**Set exercise:** Output the stretch of the records from the line containing "pixel 24 314." through the line containing "pixel 208 219" as a JSON list of strings, one string per line, with any blank lines left out.

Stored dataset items
** START **

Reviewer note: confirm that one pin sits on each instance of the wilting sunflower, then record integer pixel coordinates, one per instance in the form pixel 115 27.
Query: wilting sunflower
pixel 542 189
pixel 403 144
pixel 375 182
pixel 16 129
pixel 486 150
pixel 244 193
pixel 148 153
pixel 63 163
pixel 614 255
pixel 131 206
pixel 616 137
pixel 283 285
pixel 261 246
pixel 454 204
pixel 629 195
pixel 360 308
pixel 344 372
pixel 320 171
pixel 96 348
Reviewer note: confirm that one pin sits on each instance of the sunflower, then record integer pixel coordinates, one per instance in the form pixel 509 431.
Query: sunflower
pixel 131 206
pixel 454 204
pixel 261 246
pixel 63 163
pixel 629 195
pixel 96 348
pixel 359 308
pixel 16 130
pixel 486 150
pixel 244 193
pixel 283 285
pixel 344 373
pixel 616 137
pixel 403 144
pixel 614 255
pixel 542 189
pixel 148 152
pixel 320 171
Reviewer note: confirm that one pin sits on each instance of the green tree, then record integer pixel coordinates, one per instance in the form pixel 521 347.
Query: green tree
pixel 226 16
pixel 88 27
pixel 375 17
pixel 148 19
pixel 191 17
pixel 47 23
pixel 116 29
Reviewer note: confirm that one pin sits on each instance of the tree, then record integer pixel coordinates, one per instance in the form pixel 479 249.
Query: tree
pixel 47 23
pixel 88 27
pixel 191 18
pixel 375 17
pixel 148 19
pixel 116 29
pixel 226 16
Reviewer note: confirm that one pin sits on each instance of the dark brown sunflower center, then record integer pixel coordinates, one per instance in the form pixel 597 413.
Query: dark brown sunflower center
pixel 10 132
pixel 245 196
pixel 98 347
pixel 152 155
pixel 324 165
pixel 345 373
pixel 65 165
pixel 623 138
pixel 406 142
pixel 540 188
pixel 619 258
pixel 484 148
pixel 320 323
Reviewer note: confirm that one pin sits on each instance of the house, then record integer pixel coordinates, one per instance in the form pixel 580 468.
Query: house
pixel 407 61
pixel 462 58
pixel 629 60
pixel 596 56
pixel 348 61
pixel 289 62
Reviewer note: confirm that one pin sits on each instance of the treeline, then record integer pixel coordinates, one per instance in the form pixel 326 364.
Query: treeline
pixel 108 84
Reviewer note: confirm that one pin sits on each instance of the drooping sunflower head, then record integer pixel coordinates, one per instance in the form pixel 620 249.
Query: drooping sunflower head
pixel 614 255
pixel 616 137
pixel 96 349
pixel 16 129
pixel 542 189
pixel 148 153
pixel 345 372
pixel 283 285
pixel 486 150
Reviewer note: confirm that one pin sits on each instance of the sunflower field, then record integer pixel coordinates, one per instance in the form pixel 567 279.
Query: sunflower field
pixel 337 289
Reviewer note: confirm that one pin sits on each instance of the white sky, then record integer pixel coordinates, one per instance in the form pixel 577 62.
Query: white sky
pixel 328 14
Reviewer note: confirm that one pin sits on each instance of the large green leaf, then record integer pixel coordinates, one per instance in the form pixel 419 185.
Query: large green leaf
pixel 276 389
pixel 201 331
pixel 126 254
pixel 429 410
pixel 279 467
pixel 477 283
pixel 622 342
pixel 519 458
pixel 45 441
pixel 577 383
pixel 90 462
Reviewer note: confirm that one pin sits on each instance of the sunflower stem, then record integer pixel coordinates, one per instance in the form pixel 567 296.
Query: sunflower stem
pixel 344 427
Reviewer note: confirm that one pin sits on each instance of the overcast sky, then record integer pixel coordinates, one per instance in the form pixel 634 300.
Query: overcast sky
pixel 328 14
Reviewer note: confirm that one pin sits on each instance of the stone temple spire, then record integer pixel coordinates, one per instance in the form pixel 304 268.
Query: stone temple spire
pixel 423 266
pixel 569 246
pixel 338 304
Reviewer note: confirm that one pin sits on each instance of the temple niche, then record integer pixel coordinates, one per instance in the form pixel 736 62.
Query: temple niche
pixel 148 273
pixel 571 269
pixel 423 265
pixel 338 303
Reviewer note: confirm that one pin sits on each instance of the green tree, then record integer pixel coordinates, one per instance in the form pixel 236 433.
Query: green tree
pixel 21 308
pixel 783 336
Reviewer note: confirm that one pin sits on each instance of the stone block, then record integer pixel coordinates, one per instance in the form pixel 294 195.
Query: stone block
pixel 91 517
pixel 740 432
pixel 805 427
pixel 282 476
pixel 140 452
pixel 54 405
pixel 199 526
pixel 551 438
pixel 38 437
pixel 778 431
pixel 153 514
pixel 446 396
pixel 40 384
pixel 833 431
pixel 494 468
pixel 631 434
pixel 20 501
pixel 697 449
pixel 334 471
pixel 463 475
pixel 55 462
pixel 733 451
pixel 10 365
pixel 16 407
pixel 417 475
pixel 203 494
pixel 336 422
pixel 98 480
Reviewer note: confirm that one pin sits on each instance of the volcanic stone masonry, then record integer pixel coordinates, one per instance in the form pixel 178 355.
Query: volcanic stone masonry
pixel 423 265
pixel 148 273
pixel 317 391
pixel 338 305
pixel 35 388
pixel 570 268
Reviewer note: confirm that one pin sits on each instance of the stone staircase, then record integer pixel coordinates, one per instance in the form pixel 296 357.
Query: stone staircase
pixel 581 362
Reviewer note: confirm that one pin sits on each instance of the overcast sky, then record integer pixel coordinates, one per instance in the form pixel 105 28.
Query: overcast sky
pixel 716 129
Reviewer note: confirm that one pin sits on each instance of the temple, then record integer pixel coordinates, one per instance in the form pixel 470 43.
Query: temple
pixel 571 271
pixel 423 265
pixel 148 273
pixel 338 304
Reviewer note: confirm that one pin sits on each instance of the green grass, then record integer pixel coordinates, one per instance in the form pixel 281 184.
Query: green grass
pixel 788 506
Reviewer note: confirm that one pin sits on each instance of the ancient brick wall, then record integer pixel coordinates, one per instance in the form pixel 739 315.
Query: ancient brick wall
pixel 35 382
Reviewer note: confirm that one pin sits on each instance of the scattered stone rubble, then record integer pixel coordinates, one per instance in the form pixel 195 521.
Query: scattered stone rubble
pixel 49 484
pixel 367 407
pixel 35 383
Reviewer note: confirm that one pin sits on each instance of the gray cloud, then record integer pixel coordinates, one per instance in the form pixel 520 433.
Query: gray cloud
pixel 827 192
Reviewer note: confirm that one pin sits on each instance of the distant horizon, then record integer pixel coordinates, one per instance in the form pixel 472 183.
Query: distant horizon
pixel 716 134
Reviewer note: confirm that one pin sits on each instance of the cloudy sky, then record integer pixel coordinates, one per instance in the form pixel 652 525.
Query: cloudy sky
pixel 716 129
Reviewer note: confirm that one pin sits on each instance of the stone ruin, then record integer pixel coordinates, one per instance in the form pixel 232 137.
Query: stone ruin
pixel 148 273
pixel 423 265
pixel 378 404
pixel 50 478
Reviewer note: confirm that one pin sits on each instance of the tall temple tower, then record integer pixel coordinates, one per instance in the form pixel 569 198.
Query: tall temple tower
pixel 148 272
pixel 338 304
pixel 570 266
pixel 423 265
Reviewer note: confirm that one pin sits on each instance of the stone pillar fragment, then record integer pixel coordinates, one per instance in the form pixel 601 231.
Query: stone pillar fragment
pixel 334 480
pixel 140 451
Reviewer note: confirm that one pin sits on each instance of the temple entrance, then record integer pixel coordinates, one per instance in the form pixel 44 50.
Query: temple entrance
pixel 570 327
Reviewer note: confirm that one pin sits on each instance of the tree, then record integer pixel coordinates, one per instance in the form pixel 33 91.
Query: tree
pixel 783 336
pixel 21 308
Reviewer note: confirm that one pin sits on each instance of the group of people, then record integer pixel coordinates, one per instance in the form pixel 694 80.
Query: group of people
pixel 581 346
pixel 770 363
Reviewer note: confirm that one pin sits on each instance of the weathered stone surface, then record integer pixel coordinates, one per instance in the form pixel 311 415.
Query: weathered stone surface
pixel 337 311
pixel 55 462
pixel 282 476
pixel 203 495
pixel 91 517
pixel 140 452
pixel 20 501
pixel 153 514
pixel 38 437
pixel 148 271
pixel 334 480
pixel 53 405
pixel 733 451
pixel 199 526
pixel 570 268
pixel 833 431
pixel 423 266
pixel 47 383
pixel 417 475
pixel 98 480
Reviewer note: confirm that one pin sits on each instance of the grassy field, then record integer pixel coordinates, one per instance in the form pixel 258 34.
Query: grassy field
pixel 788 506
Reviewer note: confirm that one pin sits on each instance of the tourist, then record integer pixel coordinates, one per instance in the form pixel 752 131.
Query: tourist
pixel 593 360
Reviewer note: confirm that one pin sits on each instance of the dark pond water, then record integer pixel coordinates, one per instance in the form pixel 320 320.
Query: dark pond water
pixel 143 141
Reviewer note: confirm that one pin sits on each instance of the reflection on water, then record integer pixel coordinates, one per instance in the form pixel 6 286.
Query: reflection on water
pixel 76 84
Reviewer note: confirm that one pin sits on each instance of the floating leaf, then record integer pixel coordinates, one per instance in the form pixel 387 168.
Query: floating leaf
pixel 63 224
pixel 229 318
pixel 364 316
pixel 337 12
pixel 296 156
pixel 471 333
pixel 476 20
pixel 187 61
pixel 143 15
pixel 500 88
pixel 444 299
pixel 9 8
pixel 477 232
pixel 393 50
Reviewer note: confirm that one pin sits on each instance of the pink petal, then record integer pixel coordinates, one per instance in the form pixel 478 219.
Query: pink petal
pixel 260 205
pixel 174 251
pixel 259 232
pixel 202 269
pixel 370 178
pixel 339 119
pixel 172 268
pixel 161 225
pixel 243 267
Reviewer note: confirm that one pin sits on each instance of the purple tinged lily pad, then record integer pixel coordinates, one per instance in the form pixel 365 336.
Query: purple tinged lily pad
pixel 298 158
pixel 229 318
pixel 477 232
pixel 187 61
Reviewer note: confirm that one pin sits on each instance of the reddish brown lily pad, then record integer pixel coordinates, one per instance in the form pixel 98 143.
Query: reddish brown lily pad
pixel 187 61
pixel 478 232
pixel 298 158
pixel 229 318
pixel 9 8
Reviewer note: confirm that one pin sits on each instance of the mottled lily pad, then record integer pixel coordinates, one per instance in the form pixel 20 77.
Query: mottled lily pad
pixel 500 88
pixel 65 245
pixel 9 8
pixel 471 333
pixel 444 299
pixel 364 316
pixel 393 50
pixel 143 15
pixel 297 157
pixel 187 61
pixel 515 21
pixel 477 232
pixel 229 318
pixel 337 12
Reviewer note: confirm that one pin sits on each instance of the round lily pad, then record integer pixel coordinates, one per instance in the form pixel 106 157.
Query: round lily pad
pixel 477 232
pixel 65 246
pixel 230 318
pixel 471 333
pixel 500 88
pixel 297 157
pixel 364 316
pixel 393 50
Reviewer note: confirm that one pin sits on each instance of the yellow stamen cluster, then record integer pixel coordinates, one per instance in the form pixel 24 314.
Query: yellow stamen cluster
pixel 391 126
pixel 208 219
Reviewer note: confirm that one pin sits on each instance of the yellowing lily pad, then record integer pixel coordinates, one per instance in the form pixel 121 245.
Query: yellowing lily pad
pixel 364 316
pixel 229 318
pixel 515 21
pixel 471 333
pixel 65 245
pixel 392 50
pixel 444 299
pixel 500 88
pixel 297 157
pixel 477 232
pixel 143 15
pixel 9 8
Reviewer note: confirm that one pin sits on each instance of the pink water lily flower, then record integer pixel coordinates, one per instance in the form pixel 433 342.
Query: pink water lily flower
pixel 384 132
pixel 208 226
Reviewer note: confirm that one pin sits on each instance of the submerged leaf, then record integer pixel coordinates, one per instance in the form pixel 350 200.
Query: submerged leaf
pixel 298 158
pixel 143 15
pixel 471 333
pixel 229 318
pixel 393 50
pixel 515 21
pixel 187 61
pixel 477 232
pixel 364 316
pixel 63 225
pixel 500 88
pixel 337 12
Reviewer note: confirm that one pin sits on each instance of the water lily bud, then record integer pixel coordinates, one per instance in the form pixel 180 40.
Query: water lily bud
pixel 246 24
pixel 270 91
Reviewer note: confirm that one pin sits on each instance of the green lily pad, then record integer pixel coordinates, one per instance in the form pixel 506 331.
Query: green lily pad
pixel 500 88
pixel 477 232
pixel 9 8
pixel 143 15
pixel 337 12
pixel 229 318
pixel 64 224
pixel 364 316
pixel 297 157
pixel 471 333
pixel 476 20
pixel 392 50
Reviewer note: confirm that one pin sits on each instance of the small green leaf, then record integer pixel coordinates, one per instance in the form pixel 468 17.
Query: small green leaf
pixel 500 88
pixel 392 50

** END **

**Full output:**
[
  "Reviewer note: confirm that one pin sits on each instance of the yellow stamen cluster, then record integer pixel coordinates, one per instance in the form pixel 24 314.",
  "Query: yellow stamen cluster",
  "pixel 391 126",
  "pixel 208 219"
]